#### INFORMATION PROVIDED ####

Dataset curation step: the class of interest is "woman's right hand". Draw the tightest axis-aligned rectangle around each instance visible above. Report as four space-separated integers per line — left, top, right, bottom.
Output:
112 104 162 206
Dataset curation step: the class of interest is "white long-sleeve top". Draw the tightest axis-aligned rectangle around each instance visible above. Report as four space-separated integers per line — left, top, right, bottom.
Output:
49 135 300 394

####

§ **EXERCISE REQUIREMENTS**
Copy out the whole listing above word for word, with every line in its original order.

§ **ANSWER FOR THIS EXERCISE**
Dataset curation step: the class of interest is "woman's right hand". Draw the tightest axis-aligned rectangle around each instance visible above. Report as four space-separated integers per line — left, top, right, bottom.
Output:
112 104 162 206
Dataset curation step: the class of interest is "white long-sleeve top". Draw the tightest axis-aligned rectangle around each instance visible above. Report as four space-separated integers per line — left, top, right, bottom.
Output:
49 135 300 394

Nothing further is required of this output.